O QUE FAZER: Transcreva da crónica sobre ostentação e dívidas o trecho que começa em "Poucas dívidas, muitas" e termina em "colegas mais novos.".

── TEXTO DE LEITURA

Poucas dívidas, muitas dúvidas

Crónica da autoria de Cátia Íris Gonçalves, médica dentista, publicada na DentalPro 185.
“Muitas vezes me pediram — ainda que eu não seja assim tão experiente — conselhos para colegas mais novos.
Esses pedidos atormentam-me, porque me sinto na obrigação de dizer algo genial, mas, no fim, o que acabo por oferecer são lugares-comuns, truísmos. Os coelhos que tiro da cartola já não são novos, mas são verdadeiros e, como lembrava Kerouac, “todos os truísmos são verdadeiros”, porque tocam a natureza universal das coisas.
Recentemente, porém, ocorreu-me um pensamento persistente, desses que nos dão fisgadas atrás dos olhos até os fixarmos no papel: uma observação de alguém que já tem um pé — relutante mas assente — no limiar da meia-idade, incomodada com um lifestyle de ostentação de alguns colegas mais jovens.
Antes que se adiantem em críticas viperinas, aviso: nada tenho contra (antes tudo a favor de) estatuto social elevado, desde que sustentado por inteligência, trabalho e educação. Apoio convictamente a justa recompensa da boa prática. Mas não raramente, o cenário excede largamente o desempenho. E o que vejo hoje é um status menos subtil, mais grosseiro, mais ruidoso e fanfarrão exposto em HDR com ângulos de influencer: ostentar virou arte, mesmo quando tenta ser negligé.
O resultado previsível? Vidas hipotecadas, dívidas em cadência crescente, quando a vida adulta ainda mal começou.

────
── EXCERTOS DAS LINHAS

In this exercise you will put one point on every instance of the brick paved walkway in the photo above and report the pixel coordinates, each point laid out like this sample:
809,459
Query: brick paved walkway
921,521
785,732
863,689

────

TAREFA CONCLUÍDA:
Poucas dívidas, muitas dúvidas

Crónica da autoria de Cátia Íris Gonçalves, médica dentista, publicada na DentalPro 185.
“Muitas vezes me pediram — ainda que eu não seja assim tão experiente — conselhos para colegas mais novos.